● **Task prompt**
What is needed here is every record, retyped without any change.

-- -- --

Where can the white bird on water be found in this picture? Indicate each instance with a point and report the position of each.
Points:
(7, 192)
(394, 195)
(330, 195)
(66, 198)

-- -- --

● **Written solution**
Where can the white bird on water be found in this picture? Indicate each instance with a point and report the position of each.
Points:
(7, 192)
(394, 195)
(330, 195)
(66, 198)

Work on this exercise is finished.